**Tasks to carry out**
(1) Translate this sentence from the Michael Ranney profile into Spanish: "His latest projects study reasoning and policy-making involving socially important rates and statistics."
(2) The Michael Ranney profile names the arenas in which lay people's knowledge is shown to be fragmentary. List all of those arenas.

**Source document**
##########

Michael Ranney

Research Expertise and Interest

Problem solving, knowledge representation & reorganization, explanatory coherence & inference, conceptual change, societal implications, science instruction, global climate change psychology, numeracy in journalism, naïve/informal physics, computational models of cognition, perceptual-cognitive interactions, intelligent tutoring systems, understandings of biological evolution, Reasoning, qualitative & quantitative thinking

Research Description

Michael Ranney's research explores the nature of explanation and understanding, in both formal and informal domains. His work is intended to foster the incorporation of challenging information (e.g., on global climate change). Regarding explanatory coherence, he, his students and his collaborators study and model the nature and utility of reasoning involving both supportive and contradictory relations. They also generate curricula, methods, and artificially intelligent software designed to improve rational thinking. Ranney's work on the representation and reorganization of scientific and societal knowledge exhibits the fragmentary nature of most lay people's knowledge--in arenas as diverse as physics, biology, abortion, and immigration. His latest projects study reasoning and policy-making involving socially important rates and statistics. He was a Spencer Fellow of the National Academy of Education and the Spencer Foundation, and he was a University of California Regents' Junior Faculty Fellow. Currently he is head of the Reasoning Research Group, chair of SESAME (the Graduate Group in Science and Mathematics Education), a member of IPSR (the Institute of Personality and Social Research) and is a member of the interdisciplinary Cognitive Science faculty (e.g., ICBS).

##########

**Excerpted data**
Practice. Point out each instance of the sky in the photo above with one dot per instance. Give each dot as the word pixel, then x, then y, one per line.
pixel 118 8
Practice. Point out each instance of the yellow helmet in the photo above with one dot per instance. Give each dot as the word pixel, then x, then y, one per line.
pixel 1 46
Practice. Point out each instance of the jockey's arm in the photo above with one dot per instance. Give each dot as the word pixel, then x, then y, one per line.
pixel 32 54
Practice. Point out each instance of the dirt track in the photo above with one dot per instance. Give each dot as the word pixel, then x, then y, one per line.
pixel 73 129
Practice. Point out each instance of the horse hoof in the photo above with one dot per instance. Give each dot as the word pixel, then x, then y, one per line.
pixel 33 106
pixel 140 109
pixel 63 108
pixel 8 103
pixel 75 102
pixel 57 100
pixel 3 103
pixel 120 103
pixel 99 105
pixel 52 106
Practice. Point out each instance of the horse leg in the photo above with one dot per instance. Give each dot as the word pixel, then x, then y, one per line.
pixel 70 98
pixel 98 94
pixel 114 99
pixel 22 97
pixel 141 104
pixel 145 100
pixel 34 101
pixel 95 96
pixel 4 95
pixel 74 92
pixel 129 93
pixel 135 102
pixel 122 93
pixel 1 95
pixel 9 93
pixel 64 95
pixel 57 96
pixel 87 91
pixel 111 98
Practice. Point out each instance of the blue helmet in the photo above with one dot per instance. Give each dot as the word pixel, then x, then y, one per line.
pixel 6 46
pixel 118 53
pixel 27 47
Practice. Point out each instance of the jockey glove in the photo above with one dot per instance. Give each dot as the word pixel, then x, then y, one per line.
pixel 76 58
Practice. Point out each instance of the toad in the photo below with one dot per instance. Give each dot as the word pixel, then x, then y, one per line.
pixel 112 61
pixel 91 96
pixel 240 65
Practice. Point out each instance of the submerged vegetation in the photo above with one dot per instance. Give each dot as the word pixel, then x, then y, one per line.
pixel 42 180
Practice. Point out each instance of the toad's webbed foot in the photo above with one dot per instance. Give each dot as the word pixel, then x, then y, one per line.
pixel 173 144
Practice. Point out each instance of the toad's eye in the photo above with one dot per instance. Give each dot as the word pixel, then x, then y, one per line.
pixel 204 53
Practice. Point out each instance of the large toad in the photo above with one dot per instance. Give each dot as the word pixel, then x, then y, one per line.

##########

**Response list**
(1) Sus proyectos más recientes estudian el razonamiento y la formulación de políticas que involucran tasas y estadísticas socialmente importantes.

(2) Physics, biology, abortion, immigration